_EXERCISE PROMPT_
Retyping the entire listing exactly is the task.

_DATA FOR THE TASK_
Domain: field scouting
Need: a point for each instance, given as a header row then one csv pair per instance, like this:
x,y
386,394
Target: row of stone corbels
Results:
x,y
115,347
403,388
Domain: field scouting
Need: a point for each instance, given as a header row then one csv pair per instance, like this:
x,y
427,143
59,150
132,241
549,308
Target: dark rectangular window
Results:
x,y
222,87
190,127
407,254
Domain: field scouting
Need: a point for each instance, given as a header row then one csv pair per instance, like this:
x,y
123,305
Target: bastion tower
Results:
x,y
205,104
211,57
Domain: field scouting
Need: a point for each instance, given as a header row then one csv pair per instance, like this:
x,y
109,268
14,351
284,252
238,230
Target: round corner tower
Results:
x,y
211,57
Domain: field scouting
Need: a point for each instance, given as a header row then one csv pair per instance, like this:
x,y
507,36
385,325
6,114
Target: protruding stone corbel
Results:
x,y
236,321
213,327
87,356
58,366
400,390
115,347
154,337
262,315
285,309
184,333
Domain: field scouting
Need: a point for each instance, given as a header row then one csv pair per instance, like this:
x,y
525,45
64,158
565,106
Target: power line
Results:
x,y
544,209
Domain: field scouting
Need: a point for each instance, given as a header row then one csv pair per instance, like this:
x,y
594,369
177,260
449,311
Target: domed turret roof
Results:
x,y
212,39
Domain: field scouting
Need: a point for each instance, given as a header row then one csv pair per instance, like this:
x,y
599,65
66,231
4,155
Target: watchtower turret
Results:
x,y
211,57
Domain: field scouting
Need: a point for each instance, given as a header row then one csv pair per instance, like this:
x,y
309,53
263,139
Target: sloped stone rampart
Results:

_OUTPUT FOR THIS TASK_
Domain: field scouting
Need: a point for each instance, given as a header row then one csv pair per instance, like this:
x,y
386,394
Target: row of stone corbels
Results:
x,y
115,347
403,388
Domain: field scouting
Need: a point for each instance, given as a header row then one csv pair per instance, like this:
x,y
427,143
59,150
132,241
549,308
Target: dark rectangular window
Results:
x,y
222,87
190,127
407,254
Domain: field scouting
Need: a point for each instance, given as a header row then one csv pair per instance, like this:
x,y
123,305
Target: bastion tower
Results:
x,y
205,104
211,57
Domain: field scouting
Need: a point for each instance, given as a header row then one csv pair per instance, like this:
x,y
109,268
14,351
284,252
238,230
Target: round corner tower
Results:
x,y
211,57
Domain: field scouting
Need: a point for each instance, given as a header row then one csv pair per instance, like this:
x,y
507,36
385,325
6,114
Target: protruding stone corbel
Results:
x,y
236,321
213,327
87,356
58,366
400,390
115,347
154,337
262,315
285,309
184,333
Domain: field scouting
Need: a point for each instance, given as a header row then one csv pair per instance, like this:
x,y
525,45
64,158
565,106
Target: power line
Results:
x,y
544,209
Domain: field scouting
Need: a point for each instance, given as a header row then one csv pair per instance, like this:
x,y
594,369
177,260
449,311
Target: domed turret roof
Results:
x,y
212,39
Domain: field scouting
Need: a point for each instance, given as a header row then one csv pair per instance, like this:
x,y
599,65
66,231
4,155
Target: watchtower turret
Results:
x,y
211,57
Domain: field scouting
Need: a point for each instance, given as a header row then one csv pair per instance, like this:
x,y
309,53
263,139
Target: sloped stone rampart
Results:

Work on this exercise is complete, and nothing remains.